*EXTRACT TO READ*

Veritabled
Comparing tax compliance approaches

Approaches Compared

Not all compliance support is the same. Here's what the differences actually mean.

This page looks honestly at how a focused indirect tax practice compares to the alternatives — without overstating the case for either.

Back to home

Why the approach you choose matters

Businesses dealing with sales tax and VAT have a few options: handle it themselves, fold it into a general accounting arrangement, or work with someone who focuses on indirect tax specifically. Each path involves genuine trade-offs.

This comparison isn't intended to criticise other choices. General accountants do valuable work. And self-managed compliance can be perfectly reasonable for a business with simple, stable obligations. The question worth asking is whether the approach you're using fits the complexity you're actually dealing with.

Side by side

A plain comparison of how different approaches tend to work in practice.

Excerpts of labeled region data
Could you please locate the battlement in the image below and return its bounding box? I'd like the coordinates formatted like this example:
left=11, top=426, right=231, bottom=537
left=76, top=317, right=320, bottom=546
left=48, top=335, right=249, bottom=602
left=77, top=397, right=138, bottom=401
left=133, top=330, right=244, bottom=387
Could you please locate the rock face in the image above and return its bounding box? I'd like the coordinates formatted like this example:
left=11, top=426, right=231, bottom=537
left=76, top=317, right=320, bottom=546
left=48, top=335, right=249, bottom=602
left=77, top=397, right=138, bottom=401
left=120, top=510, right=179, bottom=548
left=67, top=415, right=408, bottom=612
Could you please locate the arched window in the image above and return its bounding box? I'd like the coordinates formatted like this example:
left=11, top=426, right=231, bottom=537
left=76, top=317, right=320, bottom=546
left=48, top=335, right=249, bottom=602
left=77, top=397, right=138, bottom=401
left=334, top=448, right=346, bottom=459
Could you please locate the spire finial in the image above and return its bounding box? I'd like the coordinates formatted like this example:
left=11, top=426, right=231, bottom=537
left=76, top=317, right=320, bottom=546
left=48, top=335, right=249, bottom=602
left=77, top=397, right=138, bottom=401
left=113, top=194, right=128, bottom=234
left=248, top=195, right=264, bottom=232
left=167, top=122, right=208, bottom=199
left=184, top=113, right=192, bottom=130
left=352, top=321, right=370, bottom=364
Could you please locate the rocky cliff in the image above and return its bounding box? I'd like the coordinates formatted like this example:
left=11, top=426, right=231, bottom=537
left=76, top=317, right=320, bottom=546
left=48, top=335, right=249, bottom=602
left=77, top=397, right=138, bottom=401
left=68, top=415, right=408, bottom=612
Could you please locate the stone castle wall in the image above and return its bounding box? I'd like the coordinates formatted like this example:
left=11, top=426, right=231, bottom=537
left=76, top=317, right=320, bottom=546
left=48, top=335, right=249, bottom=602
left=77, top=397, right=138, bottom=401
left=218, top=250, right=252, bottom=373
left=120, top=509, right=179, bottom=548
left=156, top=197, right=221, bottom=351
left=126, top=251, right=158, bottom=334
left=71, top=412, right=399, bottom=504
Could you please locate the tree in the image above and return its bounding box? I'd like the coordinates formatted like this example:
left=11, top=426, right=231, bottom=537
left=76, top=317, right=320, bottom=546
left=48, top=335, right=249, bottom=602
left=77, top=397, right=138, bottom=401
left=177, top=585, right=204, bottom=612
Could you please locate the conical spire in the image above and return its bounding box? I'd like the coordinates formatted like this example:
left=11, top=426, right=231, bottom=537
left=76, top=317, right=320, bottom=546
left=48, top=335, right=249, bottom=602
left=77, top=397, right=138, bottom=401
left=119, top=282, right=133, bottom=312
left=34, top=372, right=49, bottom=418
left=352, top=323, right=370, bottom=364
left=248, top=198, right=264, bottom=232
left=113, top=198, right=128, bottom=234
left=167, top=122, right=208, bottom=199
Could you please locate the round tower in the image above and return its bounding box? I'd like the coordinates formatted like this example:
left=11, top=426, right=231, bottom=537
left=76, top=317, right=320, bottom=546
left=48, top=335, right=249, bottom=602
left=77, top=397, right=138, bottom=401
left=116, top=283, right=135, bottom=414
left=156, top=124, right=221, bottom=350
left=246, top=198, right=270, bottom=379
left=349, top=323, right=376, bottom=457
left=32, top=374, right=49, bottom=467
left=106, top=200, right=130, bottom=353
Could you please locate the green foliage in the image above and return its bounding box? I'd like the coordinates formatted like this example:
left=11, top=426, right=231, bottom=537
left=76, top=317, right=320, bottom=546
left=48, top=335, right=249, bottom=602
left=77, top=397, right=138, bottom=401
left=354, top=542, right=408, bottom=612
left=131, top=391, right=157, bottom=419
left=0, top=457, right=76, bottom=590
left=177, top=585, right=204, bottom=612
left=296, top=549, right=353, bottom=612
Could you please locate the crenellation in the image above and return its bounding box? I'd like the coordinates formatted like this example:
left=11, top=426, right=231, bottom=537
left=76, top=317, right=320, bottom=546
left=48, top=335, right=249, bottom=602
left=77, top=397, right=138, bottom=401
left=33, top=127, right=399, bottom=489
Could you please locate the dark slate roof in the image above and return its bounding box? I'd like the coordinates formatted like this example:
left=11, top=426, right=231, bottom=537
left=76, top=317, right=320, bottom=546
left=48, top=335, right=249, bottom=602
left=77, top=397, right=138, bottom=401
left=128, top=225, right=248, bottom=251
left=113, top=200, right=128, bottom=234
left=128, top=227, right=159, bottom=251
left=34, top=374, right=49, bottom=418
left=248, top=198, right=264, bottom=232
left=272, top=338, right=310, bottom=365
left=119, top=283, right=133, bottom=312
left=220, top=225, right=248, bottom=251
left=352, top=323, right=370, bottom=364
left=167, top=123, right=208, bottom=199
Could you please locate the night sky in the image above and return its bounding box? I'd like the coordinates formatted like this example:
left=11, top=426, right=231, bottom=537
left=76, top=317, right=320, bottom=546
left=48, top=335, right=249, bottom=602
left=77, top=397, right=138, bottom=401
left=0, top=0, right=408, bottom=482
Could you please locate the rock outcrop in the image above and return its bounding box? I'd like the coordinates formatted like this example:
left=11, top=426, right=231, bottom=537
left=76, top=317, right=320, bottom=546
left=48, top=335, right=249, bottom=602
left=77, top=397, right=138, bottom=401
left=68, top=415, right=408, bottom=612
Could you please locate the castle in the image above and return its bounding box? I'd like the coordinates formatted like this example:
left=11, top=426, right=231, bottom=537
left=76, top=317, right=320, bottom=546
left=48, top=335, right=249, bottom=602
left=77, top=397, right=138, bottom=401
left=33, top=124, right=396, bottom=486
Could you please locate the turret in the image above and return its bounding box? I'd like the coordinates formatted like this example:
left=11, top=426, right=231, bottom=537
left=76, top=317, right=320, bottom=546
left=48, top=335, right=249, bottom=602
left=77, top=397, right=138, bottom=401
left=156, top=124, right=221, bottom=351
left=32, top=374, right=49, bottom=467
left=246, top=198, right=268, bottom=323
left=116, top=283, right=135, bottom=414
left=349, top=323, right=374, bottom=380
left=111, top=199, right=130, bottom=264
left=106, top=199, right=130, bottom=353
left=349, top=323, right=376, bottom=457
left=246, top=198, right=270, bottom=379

*PROBLEM TO SOLVE*
Please explain, in one to three sentences, why the tax compliance page says its comparison isn't meant to criticize other choices.

*FINAL ANSWER*
The page says general accountants do valuable work, and that self-managed compliance can be perfectly reasonable for a business with simple, stable obligations. The real question is whether the chosen approach fits the complexity the business is actually dealing with.